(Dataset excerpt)
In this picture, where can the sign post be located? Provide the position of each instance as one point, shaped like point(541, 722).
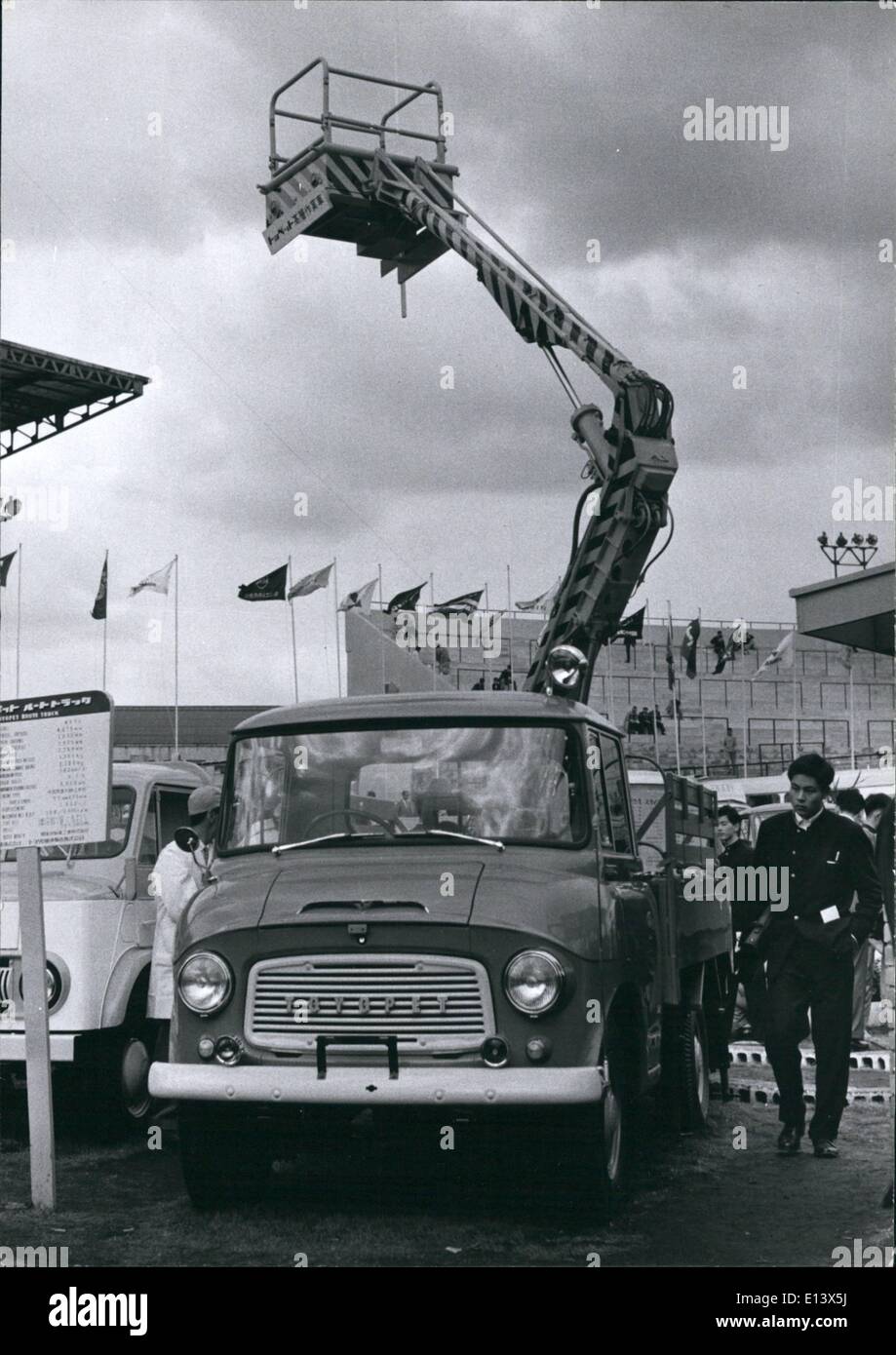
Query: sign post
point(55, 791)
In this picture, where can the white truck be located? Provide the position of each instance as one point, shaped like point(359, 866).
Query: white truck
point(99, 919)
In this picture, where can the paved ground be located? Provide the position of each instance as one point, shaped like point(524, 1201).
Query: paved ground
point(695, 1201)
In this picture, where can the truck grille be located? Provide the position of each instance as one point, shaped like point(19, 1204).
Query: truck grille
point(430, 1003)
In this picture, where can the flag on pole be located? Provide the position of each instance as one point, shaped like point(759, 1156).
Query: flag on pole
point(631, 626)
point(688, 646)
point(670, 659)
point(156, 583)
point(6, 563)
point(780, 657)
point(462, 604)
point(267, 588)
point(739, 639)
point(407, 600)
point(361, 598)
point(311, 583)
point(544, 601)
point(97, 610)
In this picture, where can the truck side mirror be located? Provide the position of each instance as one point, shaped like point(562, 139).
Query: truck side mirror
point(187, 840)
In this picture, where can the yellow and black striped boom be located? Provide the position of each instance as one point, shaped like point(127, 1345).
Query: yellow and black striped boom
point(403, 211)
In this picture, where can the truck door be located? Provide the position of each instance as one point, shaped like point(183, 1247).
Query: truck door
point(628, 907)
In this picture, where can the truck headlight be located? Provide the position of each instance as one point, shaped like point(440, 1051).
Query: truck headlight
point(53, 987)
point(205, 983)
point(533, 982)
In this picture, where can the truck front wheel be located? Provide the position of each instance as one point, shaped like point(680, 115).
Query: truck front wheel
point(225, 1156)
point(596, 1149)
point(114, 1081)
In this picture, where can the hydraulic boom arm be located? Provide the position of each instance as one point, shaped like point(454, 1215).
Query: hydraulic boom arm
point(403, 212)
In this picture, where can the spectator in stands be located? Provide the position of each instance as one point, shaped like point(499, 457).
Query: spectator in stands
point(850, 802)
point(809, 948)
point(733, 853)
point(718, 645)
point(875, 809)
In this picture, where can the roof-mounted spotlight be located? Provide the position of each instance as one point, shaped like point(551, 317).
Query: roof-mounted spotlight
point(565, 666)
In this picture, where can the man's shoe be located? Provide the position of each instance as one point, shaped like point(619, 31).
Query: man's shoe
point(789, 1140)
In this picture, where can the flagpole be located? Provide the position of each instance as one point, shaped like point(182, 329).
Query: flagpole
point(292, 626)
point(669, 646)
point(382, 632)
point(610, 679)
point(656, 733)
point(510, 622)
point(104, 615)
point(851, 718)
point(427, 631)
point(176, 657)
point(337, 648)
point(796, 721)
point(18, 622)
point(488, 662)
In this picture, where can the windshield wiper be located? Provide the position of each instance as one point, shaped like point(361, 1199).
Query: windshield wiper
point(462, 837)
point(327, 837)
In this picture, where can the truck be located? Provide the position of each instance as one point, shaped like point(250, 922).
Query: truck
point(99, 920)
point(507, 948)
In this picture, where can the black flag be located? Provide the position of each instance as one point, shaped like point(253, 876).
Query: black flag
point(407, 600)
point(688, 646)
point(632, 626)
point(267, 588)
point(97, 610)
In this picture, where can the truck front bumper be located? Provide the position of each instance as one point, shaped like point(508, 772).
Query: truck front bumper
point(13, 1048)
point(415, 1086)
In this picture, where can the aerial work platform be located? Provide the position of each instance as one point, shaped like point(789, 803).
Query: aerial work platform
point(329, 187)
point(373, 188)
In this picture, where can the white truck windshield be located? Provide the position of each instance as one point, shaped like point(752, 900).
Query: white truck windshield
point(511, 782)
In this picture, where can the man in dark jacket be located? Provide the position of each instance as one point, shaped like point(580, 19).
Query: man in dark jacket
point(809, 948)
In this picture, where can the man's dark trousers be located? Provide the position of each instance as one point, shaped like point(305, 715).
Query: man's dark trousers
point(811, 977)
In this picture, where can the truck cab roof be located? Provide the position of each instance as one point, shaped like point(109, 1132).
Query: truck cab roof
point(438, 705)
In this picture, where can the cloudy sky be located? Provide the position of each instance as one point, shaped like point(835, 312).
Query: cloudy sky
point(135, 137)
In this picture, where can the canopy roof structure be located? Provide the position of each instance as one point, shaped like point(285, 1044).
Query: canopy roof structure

● **Task requirements**: Please write out again every line from the line with "In this picture, where can the yellow" to the line with "point(628, 907)", both included, shifting each coordinate in the answers up by 10. Leave the requests and their sample points as they are.

● **Complete answer**:
In this picture, where can the yellow and black striped boom be located? Provide the position of each instance as one point, shaped like point(127, 1345).
Query: yellow and black striped boom
point(413, 221)
In this picture, where can the truck door be located? Provide the position of each instance as one point, shaped like point(183, 1247).
Query: truck door
point(638, 917)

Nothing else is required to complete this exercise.